**TASK TO CARRY OUT:**
Rewrite the lines of the material from the line holding "Return one point per instance of the harbor" through the end of the material, inclusive, switching "walkway" to "catwalk" and leaving everything else the same.

**INPUT:**
= = = = = = =

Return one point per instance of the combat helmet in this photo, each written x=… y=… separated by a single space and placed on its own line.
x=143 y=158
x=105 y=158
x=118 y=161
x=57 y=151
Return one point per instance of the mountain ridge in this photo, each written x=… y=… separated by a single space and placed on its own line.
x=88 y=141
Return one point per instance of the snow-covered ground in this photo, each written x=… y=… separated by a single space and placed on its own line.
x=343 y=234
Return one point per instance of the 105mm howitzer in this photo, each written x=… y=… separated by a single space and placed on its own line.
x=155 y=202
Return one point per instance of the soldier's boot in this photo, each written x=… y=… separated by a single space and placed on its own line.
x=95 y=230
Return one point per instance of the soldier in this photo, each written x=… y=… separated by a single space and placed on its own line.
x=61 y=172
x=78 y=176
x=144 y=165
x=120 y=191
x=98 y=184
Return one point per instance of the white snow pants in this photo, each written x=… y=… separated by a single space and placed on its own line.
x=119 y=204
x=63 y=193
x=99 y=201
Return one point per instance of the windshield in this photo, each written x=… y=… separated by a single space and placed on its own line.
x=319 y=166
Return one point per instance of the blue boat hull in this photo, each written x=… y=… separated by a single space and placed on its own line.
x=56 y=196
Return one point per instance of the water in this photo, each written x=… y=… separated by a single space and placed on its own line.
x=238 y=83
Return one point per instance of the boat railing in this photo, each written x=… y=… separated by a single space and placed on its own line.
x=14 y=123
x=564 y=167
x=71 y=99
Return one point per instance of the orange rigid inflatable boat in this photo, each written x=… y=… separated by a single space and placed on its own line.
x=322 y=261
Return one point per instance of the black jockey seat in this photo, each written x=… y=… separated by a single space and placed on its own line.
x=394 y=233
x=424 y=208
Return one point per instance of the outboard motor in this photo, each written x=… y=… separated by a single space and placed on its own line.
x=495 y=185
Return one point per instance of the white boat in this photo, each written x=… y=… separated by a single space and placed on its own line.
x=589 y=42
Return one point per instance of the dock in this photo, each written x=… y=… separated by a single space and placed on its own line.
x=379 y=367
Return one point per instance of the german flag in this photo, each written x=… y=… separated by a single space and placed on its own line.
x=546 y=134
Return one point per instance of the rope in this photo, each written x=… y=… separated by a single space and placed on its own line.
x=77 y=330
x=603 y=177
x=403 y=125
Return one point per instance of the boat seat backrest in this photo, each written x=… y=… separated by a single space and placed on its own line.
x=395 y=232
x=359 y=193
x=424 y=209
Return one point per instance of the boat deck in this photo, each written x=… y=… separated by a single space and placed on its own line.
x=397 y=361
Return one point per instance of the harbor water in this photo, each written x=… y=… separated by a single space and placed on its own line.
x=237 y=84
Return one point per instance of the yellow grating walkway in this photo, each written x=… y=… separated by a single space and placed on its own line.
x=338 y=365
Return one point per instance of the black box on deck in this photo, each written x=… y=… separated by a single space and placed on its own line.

= = = = = = =

**CORRECT OUTPUT:**
Return one point per instance of the harbor water in this photo, each written x=… y=… separated by a single space and placed on its own line.
x=237 y=84
Return one point per instance of the yellow grating catwalk in this photo, each written x=… y=… separated by a single space and placed on its own line.
x=338 y=365
Return one point per instance of the black box on deck in this photo, each written x=… y=… separated by a single space and placed on its own line.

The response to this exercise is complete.